▶ **EXERCISE PROMPT**
List every line of the records that contains the word "white".

▶ **RECORDS SHOWN**
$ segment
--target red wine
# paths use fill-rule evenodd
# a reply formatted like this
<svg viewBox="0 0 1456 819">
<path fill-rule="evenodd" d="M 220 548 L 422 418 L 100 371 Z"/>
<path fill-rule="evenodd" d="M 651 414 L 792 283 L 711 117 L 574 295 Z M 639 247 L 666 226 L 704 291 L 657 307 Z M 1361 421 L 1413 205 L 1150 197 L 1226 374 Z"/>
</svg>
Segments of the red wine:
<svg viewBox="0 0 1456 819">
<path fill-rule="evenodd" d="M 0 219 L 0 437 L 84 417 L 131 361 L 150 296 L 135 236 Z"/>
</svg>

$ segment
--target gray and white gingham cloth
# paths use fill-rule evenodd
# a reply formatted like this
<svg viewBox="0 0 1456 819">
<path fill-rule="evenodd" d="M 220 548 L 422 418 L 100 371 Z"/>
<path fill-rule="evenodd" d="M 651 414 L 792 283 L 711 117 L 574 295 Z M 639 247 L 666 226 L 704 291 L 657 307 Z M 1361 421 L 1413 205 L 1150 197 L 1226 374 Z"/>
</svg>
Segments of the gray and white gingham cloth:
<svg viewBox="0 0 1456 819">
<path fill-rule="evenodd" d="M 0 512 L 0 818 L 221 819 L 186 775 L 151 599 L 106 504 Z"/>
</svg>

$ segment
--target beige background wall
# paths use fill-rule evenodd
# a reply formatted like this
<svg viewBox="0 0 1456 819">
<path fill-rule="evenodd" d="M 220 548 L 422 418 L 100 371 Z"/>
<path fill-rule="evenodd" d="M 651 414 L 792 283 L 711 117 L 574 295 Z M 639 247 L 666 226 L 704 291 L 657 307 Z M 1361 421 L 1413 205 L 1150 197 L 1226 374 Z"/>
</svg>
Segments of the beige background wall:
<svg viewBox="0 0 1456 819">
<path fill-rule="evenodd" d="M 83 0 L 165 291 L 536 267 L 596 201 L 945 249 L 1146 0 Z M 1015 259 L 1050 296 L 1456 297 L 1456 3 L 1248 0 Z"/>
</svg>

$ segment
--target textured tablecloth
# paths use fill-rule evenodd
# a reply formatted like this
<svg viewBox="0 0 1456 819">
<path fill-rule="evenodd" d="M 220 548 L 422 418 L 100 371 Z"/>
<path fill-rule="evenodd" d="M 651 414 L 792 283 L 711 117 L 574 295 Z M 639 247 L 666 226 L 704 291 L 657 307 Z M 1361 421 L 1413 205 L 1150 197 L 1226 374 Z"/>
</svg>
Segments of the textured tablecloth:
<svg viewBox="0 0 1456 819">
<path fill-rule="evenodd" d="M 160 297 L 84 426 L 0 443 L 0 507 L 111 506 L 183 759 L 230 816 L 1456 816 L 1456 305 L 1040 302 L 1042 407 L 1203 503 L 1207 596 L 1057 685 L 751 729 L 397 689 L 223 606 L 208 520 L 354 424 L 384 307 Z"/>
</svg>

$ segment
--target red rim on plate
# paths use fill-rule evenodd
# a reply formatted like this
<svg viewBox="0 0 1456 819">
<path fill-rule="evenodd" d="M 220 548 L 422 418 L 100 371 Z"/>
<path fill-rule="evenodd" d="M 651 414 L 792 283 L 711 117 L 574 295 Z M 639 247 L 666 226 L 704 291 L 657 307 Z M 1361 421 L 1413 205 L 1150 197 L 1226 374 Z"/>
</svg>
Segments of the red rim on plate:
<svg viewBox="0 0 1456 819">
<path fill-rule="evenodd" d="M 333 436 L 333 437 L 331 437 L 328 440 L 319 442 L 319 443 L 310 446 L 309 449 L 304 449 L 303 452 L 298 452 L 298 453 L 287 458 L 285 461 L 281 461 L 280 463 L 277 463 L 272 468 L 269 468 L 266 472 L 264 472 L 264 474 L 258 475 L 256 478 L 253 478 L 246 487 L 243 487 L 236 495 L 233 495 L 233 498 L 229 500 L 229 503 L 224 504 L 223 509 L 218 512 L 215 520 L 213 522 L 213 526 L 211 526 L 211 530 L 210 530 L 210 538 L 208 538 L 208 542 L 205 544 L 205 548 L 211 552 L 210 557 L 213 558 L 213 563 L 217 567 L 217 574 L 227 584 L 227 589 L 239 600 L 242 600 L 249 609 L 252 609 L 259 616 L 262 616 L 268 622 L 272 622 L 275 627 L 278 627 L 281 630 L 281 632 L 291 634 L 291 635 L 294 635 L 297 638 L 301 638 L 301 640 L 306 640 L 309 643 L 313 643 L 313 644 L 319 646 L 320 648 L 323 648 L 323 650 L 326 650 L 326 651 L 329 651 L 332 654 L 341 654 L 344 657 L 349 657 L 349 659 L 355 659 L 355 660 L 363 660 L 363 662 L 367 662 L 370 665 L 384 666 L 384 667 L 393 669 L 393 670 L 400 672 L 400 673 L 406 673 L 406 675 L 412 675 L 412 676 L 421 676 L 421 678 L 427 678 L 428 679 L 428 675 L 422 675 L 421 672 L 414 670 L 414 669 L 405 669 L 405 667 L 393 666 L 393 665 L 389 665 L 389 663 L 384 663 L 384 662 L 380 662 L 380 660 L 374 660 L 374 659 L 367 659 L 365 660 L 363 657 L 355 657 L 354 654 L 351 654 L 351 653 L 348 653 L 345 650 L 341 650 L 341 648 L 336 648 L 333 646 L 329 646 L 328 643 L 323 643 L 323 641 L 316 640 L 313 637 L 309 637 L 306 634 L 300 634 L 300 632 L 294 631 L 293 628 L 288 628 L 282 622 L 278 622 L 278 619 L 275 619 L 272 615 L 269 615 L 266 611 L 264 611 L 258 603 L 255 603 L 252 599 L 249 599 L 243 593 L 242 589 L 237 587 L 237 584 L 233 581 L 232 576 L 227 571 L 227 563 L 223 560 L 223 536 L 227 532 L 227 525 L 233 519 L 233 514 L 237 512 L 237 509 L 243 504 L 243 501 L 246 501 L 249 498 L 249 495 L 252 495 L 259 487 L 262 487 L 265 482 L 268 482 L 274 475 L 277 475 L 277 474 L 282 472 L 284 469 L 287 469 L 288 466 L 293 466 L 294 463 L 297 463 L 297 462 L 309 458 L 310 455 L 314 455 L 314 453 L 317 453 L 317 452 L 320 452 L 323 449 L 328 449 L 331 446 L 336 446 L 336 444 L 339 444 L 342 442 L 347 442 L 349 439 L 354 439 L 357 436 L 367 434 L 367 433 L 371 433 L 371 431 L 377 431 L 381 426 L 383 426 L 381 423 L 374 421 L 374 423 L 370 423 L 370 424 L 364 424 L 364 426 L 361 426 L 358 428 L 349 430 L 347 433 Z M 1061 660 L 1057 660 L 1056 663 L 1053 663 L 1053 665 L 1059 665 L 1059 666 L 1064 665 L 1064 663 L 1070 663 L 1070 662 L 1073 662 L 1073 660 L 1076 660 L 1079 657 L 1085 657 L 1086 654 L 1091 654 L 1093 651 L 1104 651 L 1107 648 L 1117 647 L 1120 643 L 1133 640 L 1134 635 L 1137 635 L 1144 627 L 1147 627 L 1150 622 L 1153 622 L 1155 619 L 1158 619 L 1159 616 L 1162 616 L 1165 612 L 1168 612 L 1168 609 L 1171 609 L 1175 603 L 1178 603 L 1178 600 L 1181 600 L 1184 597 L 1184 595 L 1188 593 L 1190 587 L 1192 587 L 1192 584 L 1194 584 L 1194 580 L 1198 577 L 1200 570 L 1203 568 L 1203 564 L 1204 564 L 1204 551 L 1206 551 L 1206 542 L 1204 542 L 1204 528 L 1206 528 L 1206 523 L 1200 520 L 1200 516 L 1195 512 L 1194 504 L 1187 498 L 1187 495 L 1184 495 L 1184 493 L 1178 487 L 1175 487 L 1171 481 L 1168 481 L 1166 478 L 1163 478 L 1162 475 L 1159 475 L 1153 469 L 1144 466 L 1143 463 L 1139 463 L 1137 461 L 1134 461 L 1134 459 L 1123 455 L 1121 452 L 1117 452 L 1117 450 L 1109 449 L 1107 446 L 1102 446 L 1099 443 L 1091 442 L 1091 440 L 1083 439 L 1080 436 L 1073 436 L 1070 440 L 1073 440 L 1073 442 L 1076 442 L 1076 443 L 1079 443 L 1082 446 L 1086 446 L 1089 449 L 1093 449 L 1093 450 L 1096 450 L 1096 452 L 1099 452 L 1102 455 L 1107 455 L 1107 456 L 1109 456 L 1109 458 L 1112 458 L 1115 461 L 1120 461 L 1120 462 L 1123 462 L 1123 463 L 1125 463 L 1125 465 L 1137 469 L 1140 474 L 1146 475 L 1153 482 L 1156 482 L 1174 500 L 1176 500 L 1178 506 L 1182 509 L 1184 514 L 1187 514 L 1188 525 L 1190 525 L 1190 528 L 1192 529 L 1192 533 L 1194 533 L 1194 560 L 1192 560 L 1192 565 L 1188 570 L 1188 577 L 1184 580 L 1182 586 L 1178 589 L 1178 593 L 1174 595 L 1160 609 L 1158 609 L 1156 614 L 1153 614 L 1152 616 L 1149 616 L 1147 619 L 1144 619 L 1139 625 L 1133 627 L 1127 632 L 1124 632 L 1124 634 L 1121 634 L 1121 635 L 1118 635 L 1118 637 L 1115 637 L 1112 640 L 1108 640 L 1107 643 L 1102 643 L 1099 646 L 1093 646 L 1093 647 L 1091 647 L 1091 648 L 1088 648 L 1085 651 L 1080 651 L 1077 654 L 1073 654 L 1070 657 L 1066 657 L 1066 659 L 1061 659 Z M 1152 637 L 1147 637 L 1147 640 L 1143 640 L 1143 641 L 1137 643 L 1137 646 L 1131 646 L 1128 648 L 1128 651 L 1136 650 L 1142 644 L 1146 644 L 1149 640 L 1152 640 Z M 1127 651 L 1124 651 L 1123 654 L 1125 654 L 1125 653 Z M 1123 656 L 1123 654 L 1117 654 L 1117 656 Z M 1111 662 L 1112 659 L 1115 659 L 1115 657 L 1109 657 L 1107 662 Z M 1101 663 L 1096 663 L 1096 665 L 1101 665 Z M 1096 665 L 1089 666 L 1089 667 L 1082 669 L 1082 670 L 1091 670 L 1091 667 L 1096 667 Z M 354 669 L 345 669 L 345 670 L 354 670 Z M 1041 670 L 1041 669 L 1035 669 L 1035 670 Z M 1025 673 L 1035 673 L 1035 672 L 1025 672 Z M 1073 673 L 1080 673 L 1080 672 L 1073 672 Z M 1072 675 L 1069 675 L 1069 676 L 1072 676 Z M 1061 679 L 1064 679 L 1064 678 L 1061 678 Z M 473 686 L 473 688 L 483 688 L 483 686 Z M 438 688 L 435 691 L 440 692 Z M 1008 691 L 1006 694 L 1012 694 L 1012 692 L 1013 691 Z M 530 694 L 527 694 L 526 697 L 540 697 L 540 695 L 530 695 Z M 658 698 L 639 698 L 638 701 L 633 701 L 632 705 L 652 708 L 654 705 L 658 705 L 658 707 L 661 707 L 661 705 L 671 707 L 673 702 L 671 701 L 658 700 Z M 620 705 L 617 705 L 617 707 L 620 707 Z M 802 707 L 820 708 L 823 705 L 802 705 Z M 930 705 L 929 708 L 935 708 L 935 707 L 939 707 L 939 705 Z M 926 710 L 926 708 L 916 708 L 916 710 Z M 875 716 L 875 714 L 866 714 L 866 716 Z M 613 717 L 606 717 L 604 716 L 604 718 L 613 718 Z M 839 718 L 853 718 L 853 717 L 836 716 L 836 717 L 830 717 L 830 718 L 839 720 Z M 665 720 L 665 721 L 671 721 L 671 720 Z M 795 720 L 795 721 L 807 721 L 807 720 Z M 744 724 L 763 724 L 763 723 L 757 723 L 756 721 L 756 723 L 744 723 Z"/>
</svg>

▶ **ANSWER FOR THE TASK**
--target gray and white gingham cloth
Segments of the gray and white gingham cloth:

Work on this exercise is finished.